### 依頼事項
a) ダイレクト・カッティングの記事について、次の問いに答えよ。
(i) 実演会に招かれたアーティストは何組か。
(ii) キングレコードは1984年にカッティングマシンを何台に削減したか。
(iii) 2004年に稼働停止となったマシンの名称は何か。
b) ダイレクト・カッティングの記事を、最後の文の直後から書き継げ。

### 掲載本文
• • •

キング関口台スタジオは7月30日、ダイレクト・カッティングによる録音サービス開始のデモンストレーションとして、4組のアーティストを招いてのダイレクト・カッティング作業の模様(実演会)を報道陣に公開した。

 ダイレクト・カッティングとは、アナログレコードのマスター制作(カッティング)の手法の一つで、通常はミュージシャンやアーティストの演奏を一度録音し、その音源を使って行なうが、ダイレクト・カッティングでは、その名の通り、生演奏を直接マスターに刻み込み込んでいくものとなる(つまり一発作業)。

実演会で使用した「VMS70」

 キングレコードではかつて5台のカッティングマシンを擁して、アナログレコード制作を行なっていたが、音楽コンテンツが徐々にアナログレコードからCDへとシフトしてく中、1984年にマシンを2台へと削減。その2台も、1991年にはノイマン製のマシン「VMS70」を稼働停止に。その後2004年には、ノイマン製マシンにマスタマイズを行なった「VMS66」を稼働停止にしていた。その2台は運よく廃棄を免れ、現在まで保管されていたという。

• • •

### 収集資料
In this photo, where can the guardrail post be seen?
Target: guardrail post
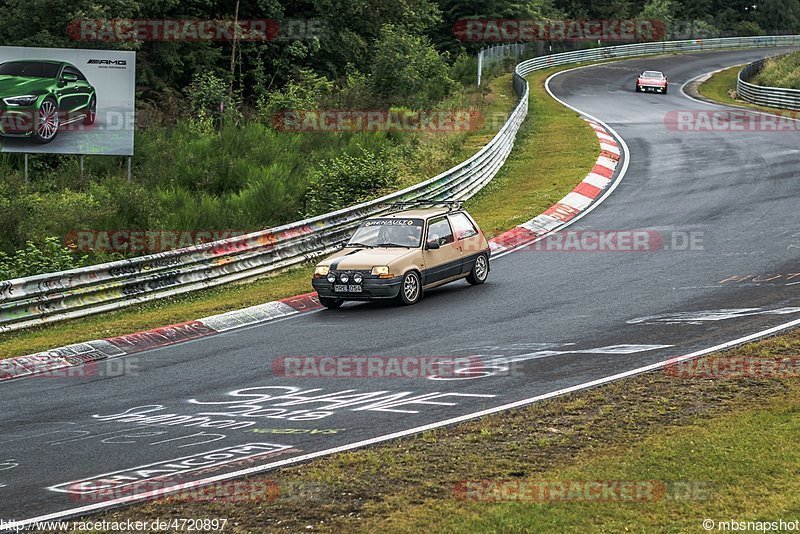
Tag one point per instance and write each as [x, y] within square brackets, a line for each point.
[480, 66]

• • •

### 最終結果
a)
(i) 4組
(ii) 2台
(iii) VMS66

b)
修理中の「VMS66」

「VMS66」用の真空管アンプ部。筐体はタワー型で、ファミリー用の冷蔵庫ほどの大きさ

 その後、世界的にアナログレコード制作への機運が高まっていることを受け、再度、アナログ制作の開始に向けたチャレンジが始まり(2年前)、およそ1年半の期間を経て、まずはVMS70の再稼働が実現。本日の実演会開催となった。

アナログ・カッティングの再稼働への道のりを語ってくれたキング関口台スタジオの高橋邦明氏

 なお、同社オリジナルのカスタマイズが施されているVMS66についても、現在改修作業が行なわれている最中であり、しばらくの後には、2台のカッティングマシンの稼働が可能になるという。結果、キング関口台スタジオでは、一つのカッティングルームに2台のカッティングマシンが常設されるという、世界でも稀なシステムを持つスタジオとなる。

 さて、実演会は2部構成で進み、1部ではチェロ奏者の辻本玲氏の演奏によるダイレクト・カッティングが行なわれ、生演奏のすぐあとには、ダイレクト・カッティングほやほやの盤をスタジオまで持ってきて、その場で再生するという趣向も披露された。自らの演奏を聴いた辻本氏は、「いい意味で、雑味がたくさん入っていて、いいなと思った」と素直な感想を口にしていた。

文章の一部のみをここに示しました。